Rescale the data below, from the line containing "Given the photograph above, point out the electrical" through the end of the data, copying every line including each request. Multiply each point coordinate in the answers by 1.05 and round to whole numbers, halves up, but leave the coordinates in the format samples unchanged.

## BEGIN RECORDS SHOWN

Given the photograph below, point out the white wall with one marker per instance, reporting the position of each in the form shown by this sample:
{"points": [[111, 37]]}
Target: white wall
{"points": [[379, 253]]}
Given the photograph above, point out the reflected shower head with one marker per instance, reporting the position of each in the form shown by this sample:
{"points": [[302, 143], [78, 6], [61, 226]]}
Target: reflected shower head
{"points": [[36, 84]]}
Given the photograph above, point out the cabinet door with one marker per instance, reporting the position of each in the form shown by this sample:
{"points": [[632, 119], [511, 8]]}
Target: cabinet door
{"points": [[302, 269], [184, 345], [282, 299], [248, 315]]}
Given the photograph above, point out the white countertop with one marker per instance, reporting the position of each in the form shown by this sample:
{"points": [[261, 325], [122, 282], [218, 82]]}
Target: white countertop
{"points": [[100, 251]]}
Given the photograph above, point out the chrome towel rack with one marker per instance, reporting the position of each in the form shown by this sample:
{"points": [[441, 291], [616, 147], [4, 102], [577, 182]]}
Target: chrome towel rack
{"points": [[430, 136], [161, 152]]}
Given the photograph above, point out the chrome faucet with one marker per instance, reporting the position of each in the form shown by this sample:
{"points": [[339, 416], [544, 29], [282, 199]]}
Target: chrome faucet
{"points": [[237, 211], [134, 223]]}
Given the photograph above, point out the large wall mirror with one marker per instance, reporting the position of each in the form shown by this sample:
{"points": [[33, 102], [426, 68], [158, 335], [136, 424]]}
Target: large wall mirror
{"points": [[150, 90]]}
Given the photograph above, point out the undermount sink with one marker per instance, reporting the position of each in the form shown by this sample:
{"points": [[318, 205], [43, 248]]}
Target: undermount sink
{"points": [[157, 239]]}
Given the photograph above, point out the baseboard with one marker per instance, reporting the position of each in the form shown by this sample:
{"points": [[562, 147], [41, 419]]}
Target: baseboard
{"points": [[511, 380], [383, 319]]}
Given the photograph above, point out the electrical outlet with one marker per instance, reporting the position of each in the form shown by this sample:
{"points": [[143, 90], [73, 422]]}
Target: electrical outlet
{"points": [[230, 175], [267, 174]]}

## END RECORDS SHOWN

▸ **ANSWER TO THE TASK**
Given the photograph above, point out the electrical outlet with one marker per instance, reporting the position of each in the form shown by this sample:
{"points": [[143, 90], [73, 422]]}
Target: electrical outlet
{"points": [[242, 184], [280, 183]]}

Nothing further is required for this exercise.